● **PROBLEM DETAILS**:
Transcribe the records below exactly as they appear.

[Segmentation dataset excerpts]
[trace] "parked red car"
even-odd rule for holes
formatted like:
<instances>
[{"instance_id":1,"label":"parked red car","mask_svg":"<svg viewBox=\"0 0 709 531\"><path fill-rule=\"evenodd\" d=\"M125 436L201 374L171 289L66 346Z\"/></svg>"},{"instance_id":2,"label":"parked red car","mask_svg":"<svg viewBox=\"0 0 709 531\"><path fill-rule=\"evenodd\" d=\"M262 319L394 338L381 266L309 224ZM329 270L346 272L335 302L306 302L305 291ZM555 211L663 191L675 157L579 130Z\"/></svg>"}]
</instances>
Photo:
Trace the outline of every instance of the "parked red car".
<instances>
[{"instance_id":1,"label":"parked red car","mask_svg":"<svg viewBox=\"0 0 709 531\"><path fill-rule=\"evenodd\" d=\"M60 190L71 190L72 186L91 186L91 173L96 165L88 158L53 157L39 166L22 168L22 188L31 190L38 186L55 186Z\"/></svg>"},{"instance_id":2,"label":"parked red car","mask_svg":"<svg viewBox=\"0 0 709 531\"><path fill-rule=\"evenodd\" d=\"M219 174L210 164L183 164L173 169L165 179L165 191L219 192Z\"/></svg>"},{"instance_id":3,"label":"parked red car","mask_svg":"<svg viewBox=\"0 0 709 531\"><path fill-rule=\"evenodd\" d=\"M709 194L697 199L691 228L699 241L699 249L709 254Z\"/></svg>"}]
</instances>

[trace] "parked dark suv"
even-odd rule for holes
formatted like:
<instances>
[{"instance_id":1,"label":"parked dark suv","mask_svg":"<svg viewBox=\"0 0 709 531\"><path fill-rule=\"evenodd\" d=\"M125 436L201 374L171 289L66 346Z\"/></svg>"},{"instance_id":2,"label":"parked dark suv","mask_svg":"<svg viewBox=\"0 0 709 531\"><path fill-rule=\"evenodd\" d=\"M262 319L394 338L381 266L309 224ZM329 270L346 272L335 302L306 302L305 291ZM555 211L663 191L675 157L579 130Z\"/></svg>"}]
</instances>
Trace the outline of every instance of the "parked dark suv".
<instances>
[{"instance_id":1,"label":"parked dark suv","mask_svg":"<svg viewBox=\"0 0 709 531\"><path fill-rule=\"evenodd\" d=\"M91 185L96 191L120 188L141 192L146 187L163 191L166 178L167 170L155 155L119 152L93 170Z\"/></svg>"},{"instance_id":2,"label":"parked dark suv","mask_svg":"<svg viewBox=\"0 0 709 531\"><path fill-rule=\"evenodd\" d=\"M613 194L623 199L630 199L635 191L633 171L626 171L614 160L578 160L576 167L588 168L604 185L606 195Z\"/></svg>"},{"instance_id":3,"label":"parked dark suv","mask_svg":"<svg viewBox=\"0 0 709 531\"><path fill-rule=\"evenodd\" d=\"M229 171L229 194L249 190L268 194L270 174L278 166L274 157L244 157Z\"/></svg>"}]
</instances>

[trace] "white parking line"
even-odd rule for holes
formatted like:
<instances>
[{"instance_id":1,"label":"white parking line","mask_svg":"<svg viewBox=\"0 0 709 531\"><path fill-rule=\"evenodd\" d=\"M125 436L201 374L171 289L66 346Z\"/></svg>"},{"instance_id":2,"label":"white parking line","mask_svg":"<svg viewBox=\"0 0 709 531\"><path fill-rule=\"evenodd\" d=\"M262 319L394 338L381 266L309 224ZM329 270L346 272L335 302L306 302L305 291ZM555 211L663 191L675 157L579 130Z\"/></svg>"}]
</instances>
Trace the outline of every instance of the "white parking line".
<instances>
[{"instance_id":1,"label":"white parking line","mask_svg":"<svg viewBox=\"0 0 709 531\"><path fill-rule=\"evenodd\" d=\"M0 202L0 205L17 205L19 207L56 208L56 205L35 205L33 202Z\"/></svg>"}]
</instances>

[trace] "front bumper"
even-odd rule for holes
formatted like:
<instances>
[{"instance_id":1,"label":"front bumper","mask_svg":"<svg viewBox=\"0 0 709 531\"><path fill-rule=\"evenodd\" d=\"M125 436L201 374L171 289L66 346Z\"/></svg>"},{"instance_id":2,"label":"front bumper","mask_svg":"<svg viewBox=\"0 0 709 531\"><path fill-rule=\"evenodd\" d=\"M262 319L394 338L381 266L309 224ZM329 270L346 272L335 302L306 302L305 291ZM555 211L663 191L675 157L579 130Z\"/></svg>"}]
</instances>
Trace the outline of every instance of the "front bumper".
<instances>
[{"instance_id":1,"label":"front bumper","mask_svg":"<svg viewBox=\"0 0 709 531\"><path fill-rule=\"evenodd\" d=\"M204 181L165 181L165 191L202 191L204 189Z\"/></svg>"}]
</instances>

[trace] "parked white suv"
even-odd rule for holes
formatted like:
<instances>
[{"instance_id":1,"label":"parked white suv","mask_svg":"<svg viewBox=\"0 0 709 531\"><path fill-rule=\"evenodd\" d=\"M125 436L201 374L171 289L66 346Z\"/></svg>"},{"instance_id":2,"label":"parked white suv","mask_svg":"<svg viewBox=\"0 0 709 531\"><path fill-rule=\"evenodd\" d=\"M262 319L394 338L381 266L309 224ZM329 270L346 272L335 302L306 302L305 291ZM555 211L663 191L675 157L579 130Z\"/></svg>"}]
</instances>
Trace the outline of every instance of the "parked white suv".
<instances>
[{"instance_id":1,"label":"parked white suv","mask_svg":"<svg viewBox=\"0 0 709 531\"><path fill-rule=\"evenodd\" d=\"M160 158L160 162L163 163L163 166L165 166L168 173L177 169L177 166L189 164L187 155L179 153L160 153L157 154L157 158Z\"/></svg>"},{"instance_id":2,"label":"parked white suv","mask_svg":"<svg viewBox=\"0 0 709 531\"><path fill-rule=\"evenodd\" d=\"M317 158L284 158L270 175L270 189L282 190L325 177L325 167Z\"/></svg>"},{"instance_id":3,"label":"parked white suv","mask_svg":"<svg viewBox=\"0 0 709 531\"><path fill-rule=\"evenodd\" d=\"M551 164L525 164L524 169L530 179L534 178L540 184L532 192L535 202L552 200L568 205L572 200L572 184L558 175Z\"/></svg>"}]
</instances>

● **REPLY**:
[trace] "parked red car"
even-odd rule for holes
formatted like:
<instances>
[{"instance_id":1,"label":"parked red car","mask_svg":"<svg viewBox=\"0 0 709 531\"><path fill-rule=\"evenodd\" d=\"M125 436L201 374L171 289L66 346Z\"/></svg>"},{"instance_id":2,"label":"parked red car","mask_svg":"<svg viewBox=\"0 0 709 531\"><path fill-rule=\"evenodd\" d=\"M262 319L394 338L381 266L309 224ZM329 270L346 272L335 302L306 302L305 291ZM555 211L663 191L675 157L579 130Z\"/></svg>"}]
</instances>
Photo:
Trace the outline of every instance of the "parked red car".
<instances>
[{"instance_id":1,"label":"parked red car","mask_svg":"<svg viewBox=\"0 0 709 531\"><path fill-rule=\"evenodd\" d=\"M60 190L71 190L72 186L91 186L91 173L96 165L88 158L53 157L39 166L22 168L22 188L31 190L38 186L55 186Z\"/></svg>"},{"instance_id":2,"label":"parked red car","mask_svg":"<svg viewBox=\"0 0 709 531\"><path fill-rule=\"evenodd\" d=\"M219 174L210 164L183 164L173 169L165 179L165 191L219 192Z\"/></svg>"},{"instance_id":3,"label":"parked red car","mask_svg":"<svg viewBox=\"0 0 709 531\"><path fill-rule=\"evenodd\" d=\"M709 194L697 199L691 228L699 241L699 249L709 254Z\"/></svg>"}]
</instances>

[trace] "parked dark suv"
even-odd rule for holes
formatted like:
<instances>
[{"instance_id":1,"label":"parked dark suv","mask_svg":"<svg viewBox=\"0 0 709 531\"><path fill-rule=\"evenodd\" d=\"M125 436L201 374L171 289L66 346Z\"/></svg>"},{"instance_id":2,"label":"parked dark suv","mask_svg":"<svg viewBox=\"0 0 709 531\"><path fill-rule=\"evenodd\" d=\"M262 319L394 338L381 266L309 224ZM329 270L346 272L335 302L306 302L305 291ZM555 211L663 191L675 157L579 130Z\"/></svg>"}]
</instances>
Trace the outline of every instance of the "parked dark suv".
<instances>
[{"instance_id":1,"label":"parked dark suv","mask_svg":"<svg viewBox=\"0 0 709 531\"><path fill-rule=\"evenodd\" d=\"M91 185L96 191L120 188L141 192L146 187L163 191L166 178L167 170L155 155L119 152L93 170Z\"/></svg>"},{"instance_id":2,"label":"parked dark suv","mask_svg":"<svg viewBox=\"0 0 709 531\"><path fill-rule=\"evenodd\" d=\"M613 194L623 199L630 199L635 191L633 171L626 171L614 160L578 160L576 167L588 168L604 185L606 195Z\"/></svg>"},{"instance_id":3,"label":"parked dark suv","mask_svg":"<svg viewBox=\"0 0 709 531\"><path fill-rule=\"evenodd\" d=\"M229 171L229 194L249 190L268 194L270 174L278 166L274 157L244 157Z\"/></svg>"}]
</instances>

[trace] "white parking line"
even-odd rule for holes
formatted like:
<instances>
[{"instance_id":1,"label":"white parking line","mask_svg":"<svg viewBox=\"0 0 709 531\"><path fill-rule=\"evenodd\" d=\"M125 436L201 374L171 289L66 346Z\"/></svg>"},{"instance_id":2,"label":"white parking line","mask_svg":"<svg viewBox=\"0 0 709 531\"><path fill-rule=\"evenodd\" d=\"M262 319L394 338L381 266L309 224ZM329 270L346 272L335 302L306 302L305 291ZM555 211L663 191L675 157L579 130Z\"/></svg>"}]
</instances>
Trace the outline of every instance of the "white parking line".
<instances>
[{"instance_id":1,"label":"white parking line","mask_svg":"<svg viewBox=\"0 0 709 531\"><path fill-rule=\"evenodd\" d=\"M0 202L0 205L17 205L19 207L56 208L56 205L35 205L33 202Z\"/></svg>"}]
</instances>

[trace] "front bumper"
even-odd rule for holes
formatted like:
<instances>
[{"instance_id":1,"label":"front bumper","mask_svg":"<svg viewBox=\"0 0 709 531\"><path fill-rule=\"evenodd\" d=\"M125 436L201 374L171 289L66 346Z\"/></svg>"},{"instance_id":2,"label":"front bumper","mask_svg":"<svg viewBox=\"0 0 709 531\"><path fill-rule=\"evenodd\" d=\"M262 319L394 338L381 266L309 224ZM329 270L346 272L335 302L306 302L305 291ZM555 211L663 191L675 157L579 130Z\"/></svg>"}]
</instances>
Trace the outline of every instance of the "front bumper".
<instances>
[{"instance_id":1,"label":"front bumper","mask_svg":"<svg viewBox=\"0 0 709 531\"><path fill-rule=\"evenodd\" d=\"M204 181L165 181L165 191L202 191L204 189Z\"/></svg>"}]
</instances>

[trace] "parked white suv"
even-odd rule for holes
formatted like:
<instances>
[{"instance_id":1,"label":"parked white suv","mask_svg":"<svg viewBox=\"0 0 709 531\"><path fill-rule=\"evenodd\" d=\"M125 436L201 374L171 289L66 346Z\"/></svg>"},{"instance_id":2,"label":"parked white suv","mask_svg":"<svg viewBox=\"0 0 709 531\"><path fill-rule=\"evenodd\" d=\"M262 319L394 338L381 266L309 224ZM329 270L346 272L335 302L306 302L305 291ZM555 211L663 191L675 157L579 130Z\"/></svg>"}]
</instances>
Trace the outline of every instance of the "parked white suv".
<instances>
[{"instance_id":1,"label":"parked white suv","mask_svg":"<svg viewBox=\"0 0 709 531\"><path fill-rule=\"evenodd\" d=\"M160 158L160 162L163 163L163 166L165 166L168 173L177 169L177 166L189 164L187 155L179 153L160 153L157 154L157 158Z\"/></svg>"},{"instance_id":2,"label":"parked white suv","mask_svg":"<svg viewBox=\"0 0 709 531\"><path fill-rule=\"evenodd\" d=\"M317 158L284 158L270 175L270 189L282 190L325 177L325 167Z\"/></svg>"},{"instance_id":3,"label":"parked white suv","mask_svg":"<svg viewBox=\"0 0 709 531\"><path fill-rule=\"evenodd\" d=\"M551 164L525 164L524 169L530 179L534 178L540 184L532 192L535 202L552 200L568 205L572 200L572 184L558 175Z\"/></svg>"}]
</instances>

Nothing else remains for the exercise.